The task:
The lines to retype are the one with "Annotation task: tag one point per instance of the sunglasses" and all that follow it to the end of the entries below; copy them exactly and nothing else.

+++ Extracted information +++

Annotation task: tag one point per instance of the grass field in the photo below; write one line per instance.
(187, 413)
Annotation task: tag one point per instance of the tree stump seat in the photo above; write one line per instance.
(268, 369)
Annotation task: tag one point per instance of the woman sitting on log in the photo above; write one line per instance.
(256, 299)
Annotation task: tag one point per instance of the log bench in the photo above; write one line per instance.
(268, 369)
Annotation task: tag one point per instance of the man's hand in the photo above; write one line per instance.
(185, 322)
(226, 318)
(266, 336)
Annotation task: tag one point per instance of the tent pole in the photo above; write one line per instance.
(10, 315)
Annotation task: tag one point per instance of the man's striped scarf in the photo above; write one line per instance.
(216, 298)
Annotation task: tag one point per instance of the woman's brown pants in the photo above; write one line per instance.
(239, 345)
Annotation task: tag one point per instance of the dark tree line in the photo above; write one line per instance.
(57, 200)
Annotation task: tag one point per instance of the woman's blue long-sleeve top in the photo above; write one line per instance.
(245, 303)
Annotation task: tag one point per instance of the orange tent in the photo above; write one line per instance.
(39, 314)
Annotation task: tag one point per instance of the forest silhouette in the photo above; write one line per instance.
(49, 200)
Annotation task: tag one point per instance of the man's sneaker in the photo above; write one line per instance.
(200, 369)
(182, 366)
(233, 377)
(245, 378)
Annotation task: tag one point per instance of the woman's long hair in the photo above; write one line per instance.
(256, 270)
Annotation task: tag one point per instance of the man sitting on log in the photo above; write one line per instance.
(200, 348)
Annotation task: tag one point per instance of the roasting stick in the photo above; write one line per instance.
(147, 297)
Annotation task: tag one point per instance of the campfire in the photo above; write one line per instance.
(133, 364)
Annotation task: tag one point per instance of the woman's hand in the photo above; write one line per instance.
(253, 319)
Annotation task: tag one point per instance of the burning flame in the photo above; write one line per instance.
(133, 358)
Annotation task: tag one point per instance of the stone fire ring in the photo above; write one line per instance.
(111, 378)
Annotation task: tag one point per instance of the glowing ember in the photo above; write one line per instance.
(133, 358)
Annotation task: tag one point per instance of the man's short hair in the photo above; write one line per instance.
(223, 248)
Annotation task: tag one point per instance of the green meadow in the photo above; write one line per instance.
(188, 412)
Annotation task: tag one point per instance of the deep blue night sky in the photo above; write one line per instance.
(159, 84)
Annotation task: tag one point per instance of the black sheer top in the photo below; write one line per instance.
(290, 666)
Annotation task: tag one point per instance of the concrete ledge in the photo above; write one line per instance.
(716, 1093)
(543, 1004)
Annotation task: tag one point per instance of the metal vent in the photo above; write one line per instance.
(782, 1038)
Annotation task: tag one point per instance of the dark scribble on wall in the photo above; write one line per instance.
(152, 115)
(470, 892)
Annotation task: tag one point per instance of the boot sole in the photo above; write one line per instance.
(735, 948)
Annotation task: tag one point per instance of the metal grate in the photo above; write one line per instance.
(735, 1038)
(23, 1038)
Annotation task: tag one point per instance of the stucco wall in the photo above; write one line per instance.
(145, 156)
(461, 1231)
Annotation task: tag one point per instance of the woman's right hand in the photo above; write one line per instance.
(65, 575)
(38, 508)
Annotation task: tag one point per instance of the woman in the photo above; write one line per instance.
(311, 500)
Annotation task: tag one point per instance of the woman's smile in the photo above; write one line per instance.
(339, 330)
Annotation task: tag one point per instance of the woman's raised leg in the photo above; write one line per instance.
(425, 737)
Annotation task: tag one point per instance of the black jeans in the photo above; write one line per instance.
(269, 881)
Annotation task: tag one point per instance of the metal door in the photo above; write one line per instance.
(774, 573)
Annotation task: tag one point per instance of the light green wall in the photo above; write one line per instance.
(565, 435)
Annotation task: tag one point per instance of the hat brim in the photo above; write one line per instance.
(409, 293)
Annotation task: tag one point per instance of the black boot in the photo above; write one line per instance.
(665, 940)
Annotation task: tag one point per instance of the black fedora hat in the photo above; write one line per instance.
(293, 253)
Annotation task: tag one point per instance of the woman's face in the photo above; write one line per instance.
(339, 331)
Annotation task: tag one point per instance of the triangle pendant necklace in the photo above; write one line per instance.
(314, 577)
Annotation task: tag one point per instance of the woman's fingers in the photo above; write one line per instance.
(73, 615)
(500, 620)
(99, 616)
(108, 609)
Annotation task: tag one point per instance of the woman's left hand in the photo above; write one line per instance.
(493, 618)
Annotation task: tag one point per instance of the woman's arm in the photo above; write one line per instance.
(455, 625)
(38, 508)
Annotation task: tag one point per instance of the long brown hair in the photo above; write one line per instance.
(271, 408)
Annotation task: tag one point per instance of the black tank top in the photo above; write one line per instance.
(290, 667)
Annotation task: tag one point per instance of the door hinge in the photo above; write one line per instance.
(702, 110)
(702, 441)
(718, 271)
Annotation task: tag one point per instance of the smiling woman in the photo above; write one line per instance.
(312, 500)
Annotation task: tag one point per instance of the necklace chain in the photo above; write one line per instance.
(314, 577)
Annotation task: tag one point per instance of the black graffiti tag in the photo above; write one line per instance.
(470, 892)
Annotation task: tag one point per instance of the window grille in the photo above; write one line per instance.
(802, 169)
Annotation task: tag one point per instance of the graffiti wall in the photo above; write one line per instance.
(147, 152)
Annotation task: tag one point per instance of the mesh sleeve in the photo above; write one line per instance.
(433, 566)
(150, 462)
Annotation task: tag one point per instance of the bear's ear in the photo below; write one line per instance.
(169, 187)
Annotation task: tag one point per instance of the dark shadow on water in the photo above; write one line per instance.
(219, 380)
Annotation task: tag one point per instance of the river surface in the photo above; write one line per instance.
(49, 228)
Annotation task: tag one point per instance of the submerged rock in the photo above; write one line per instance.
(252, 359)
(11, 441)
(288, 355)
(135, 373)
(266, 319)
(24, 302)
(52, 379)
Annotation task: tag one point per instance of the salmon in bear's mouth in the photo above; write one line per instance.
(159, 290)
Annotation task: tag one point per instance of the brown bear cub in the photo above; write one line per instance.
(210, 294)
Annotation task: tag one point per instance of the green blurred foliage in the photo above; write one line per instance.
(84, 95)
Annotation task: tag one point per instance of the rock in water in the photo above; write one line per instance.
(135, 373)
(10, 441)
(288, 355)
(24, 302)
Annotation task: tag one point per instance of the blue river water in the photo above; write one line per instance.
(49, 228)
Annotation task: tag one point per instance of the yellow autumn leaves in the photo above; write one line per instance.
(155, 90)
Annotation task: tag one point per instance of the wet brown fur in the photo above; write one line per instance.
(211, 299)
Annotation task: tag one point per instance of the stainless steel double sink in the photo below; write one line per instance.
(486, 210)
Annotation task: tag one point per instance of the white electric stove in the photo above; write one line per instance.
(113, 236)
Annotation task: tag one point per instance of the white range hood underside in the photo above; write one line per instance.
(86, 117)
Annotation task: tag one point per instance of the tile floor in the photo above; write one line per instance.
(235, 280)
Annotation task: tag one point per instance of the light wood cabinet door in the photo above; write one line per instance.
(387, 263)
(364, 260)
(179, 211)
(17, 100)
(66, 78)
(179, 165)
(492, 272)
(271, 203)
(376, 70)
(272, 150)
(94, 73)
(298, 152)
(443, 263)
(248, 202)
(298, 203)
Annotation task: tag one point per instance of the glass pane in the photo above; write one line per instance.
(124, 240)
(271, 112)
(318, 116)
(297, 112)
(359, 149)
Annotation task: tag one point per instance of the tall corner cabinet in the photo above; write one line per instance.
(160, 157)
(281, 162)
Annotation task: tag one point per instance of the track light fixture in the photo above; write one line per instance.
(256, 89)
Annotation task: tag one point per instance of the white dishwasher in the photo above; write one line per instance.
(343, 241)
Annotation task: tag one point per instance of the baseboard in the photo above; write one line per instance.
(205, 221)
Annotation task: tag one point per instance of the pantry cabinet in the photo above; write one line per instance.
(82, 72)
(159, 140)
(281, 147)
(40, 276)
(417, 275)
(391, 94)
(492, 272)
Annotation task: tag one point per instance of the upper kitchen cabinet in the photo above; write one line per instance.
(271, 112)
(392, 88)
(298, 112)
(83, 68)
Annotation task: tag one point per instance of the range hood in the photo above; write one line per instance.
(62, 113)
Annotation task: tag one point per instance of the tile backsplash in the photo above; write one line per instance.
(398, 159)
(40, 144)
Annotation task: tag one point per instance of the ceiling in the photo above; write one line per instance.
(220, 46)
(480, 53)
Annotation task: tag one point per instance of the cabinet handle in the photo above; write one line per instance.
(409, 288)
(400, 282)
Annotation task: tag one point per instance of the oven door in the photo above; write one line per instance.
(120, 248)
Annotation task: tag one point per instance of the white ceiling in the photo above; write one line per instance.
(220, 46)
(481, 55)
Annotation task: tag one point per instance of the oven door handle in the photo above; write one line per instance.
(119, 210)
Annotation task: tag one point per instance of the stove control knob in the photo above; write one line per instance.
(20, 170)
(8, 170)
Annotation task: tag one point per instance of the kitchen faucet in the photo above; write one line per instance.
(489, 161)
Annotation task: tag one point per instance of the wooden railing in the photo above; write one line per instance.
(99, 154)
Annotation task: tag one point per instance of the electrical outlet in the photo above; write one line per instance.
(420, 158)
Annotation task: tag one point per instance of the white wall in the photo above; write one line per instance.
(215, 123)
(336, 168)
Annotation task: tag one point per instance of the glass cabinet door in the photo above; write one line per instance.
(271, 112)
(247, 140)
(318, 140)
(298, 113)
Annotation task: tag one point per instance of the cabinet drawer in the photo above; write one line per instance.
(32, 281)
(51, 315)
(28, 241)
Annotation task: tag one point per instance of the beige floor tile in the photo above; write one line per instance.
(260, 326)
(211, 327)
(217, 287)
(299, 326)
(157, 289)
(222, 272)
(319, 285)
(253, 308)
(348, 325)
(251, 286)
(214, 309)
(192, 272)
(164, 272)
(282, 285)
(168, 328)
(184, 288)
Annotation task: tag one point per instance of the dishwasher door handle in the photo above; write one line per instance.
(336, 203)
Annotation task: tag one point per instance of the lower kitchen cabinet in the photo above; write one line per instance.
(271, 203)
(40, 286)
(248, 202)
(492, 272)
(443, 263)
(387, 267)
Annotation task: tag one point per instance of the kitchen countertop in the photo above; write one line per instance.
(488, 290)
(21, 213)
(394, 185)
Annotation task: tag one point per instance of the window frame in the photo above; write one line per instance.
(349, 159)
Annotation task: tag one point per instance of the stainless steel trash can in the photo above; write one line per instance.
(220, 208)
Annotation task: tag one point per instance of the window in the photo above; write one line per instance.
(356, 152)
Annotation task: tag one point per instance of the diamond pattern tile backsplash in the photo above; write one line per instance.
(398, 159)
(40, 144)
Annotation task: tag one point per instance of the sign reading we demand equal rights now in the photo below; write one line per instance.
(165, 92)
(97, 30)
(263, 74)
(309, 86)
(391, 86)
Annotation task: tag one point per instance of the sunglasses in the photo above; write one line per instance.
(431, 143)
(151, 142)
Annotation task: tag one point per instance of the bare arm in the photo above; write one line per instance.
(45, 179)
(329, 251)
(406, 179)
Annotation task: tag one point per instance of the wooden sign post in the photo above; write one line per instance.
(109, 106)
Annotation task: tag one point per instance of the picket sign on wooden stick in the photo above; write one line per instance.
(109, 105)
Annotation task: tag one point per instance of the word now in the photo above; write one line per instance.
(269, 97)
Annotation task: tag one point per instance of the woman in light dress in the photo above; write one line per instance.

+++

Answer section:
Annotation task: tag one point per instance of the sunglasses in the photo above; write one line per instance.
(431, 143)
(151, 142)
Annotation task: tag one point per instance of the bare arm in the photo above; write one line per instance.
(45, 179)
(329, 251)
(406, 179)
Annotation task: tag one point per instance of the wooden sign post in the photo above; write one line per instance.
(109, 106)
Annotation task: tag one point per instance of the picket sign on wooden stick in the photo above; write one line per instance.
(109, 105)
Annotation task: tag one point per instance of the word now in the photo above; write one line per instance.
(269, 97)
Annotation task: tag one point per instance of the woman in light dress in the photo above; write one line per instance.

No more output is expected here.